## What needs to be done
Could each record be restated word for word?
══════
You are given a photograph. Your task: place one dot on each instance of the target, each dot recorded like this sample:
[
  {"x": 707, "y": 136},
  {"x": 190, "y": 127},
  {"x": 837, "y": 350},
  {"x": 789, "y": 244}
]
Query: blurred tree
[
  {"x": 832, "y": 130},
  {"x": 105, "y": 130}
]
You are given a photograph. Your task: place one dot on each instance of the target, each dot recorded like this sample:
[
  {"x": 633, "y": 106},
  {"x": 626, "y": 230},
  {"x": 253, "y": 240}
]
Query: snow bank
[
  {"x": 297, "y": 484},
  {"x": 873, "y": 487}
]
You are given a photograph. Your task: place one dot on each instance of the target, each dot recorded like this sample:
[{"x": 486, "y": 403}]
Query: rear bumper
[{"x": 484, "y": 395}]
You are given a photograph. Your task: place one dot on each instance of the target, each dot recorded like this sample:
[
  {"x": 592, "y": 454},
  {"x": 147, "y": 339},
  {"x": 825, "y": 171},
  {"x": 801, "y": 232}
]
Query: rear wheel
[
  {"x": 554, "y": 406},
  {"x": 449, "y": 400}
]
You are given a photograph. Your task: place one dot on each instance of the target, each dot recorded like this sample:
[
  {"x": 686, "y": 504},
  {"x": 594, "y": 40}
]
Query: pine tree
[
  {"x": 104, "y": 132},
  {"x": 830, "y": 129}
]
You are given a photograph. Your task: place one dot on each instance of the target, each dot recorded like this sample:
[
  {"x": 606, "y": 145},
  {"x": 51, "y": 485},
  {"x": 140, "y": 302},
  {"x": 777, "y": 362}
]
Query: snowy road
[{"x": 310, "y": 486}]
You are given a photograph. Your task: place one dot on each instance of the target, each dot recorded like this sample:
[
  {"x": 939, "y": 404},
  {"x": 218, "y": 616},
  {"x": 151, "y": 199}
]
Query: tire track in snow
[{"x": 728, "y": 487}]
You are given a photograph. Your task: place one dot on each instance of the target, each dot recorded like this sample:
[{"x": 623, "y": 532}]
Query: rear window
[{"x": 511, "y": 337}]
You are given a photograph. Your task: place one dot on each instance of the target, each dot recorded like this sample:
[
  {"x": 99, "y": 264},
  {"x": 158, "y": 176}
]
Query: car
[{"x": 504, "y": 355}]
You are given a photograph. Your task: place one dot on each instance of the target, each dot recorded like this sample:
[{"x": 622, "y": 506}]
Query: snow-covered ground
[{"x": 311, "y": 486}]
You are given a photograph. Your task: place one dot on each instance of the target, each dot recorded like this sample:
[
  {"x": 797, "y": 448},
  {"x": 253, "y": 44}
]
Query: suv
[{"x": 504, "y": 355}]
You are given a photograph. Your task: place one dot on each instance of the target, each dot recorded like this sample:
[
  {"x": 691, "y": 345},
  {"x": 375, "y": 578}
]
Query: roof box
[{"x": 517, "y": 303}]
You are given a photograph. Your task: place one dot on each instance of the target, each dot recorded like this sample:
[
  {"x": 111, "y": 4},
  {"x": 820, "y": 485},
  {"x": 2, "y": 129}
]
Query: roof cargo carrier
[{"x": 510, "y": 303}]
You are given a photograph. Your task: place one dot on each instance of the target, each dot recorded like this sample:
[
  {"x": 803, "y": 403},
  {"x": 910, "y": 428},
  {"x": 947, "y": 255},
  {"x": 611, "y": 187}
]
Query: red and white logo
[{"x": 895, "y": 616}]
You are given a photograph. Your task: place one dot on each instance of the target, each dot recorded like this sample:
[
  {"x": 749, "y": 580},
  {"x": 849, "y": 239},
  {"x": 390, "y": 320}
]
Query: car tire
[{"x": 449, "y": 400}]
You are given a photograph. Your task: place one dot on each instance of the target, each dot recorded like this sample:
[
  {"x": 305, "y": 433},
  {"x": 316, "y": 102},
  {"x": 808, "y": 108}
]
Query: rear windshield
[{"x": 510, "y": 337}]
══════
## Reply
You are given a photograph. Your task: place one dot on each instance of the target, each dot recorded like this sample:
[
  {"x": 707, "y": 136},
  {"x": 190, "y": 127},
  {"x": 837, "y": 350},
  {"x": 789, "y": 244}
]
Query: blurred tree
[
  {"x": 832, "y": 130},
  {"x": 105, "y": 130}
]
You are given a photograph. Your task: place one dot on each instance of the target, each dot recorded like this sample:
[
  {"x": 633, "y": 106},
  {"x": 626, "y": 230},
  {"x": 253, "y": 240}
]
Query: snow bank
[
  {"x": 297, "y": 484},
  {"x": 873, "y": 487}
]
You are given a photograph. Your task: place one dot on each instance of the target, each dot recorded like this sample:
[{"x": 486, "y": 403}]
Query: rear bumper
[{"x": 484, "y": 395}]
You are given a photograph. Your task: place one dot on each instance of the target, each dot recorded like this sample:
[
  {"x": 592, "y": 454},
  {"x": 147, "y": 339},
  {"x": 825, "y": 171},
  {"x": 801, "y": 232}
]
Query: rear wheel
[
  {"x": 554, "y": 406},
  {"x": 449, "y": 400}
]
You are given a photograph. Your task: place one dot on each instance of the target, each dot recorded like this sample:
[
  {"x": 686, "y": 504},
  {"x": 594, "y": 40}
]
Query: pine tree
[
  {"x": 104, "y": 132},
  {"x": 830, "y": 129}
]
You are given a photograph. Your task: place one dot on each instance of the target, each dot recorded like this sample:
[
  {"x": 606, "y": 145},
  {"x": 51, "y": 485},
  {"x": 140, "y": 302},
  {"x": 777, "y": 362}
]
Query: snowy road
[{"x": 310, "y": 486}]
You are given a photograph. Your task: place one dot on each instance of the target, each dot recorded like this sample:
[
  {"x": 939, "y": 404},
  {"x": 218, "y": 616},
  {"x": 151, "y": 199}
]
Query: tire track in snow
[{"x": 728, "y": 487}]
You are given a photograph. Your task: place one dot on each instance of the target, each dot recorded like this sample:
[{"x": 623, "y": 532}]
Query: rear window
[{"x": 511, "y": 337}]
You are given a photograph. Your task: place one dot on each instance of the target, each dot recorded like this sample:
[
  {"x": 99, "y": 264},
  {"x": 158, "y": 176}
]
Query: car
[{"x": 504, "y": 355}]
You are given a photograph. Your task: place one dot on each instance of the target, each dot recorded like this sample:
[{"x": 622, "y": 506}]
Query: snow-covered ground
[{"x": 311, "y": 486}]
You are given a photograph. Your task: place one dot on each instance of the target, each dot recorded like this sample:
[
  {"x": 797, "y": 448},
  {"x": 253, "y": 44}
]
Query: suv
[{"x": 504, "y": 355}]
You are given a photograph. Your task: place one dot on each instance of the target, each dot recorded like this sample:
[
  {"x": 691, "y": 345},
  {"x": 375, "y": 578}
]
Query: roof box
[{"x": 517, "y": 303}]
You are given a photograph. Your task: place one dot on each instance of the target, each dot recorded like this sample:
[
  {"x": 111, "y": 4},
  {"x": 820, "y": 485},
  {"x": 2, "y": 129}
]
Query: roof cargo carrier
[{"x": 510, "y": 303}]
You are given a photograph. Your task: place one dot on each instance of the target, each dot recorded like this sample:
[
  {"x": 803, "y": 403},
  {"x": 910, "y": 428},
  {"x": 947, "y": 255},
  {"x": 611, "y": 187}
]
Query: red and white logo
[{"x": 895, "y": 616}]
You are given a photograph. Your task: place one dot on each instance of the target, each dot recorded like this sample:
[
  {"x": 749, "y": 580},
  {"x": 849, "y": 239},
  {"x": 390, "y": 320}
]
Query: car tire
[{"x": 449, "y": 400}]
You are given a photograph. Your task: place one dot on each instance of the target, each dot recorded like this sample:
[
  {"x": 305, "y": 433},
  {"x": 316, "y": 102},
  {"x": 808, "y": 108}
]
Query: rear windshield
[{"x": 510, "y": 337}]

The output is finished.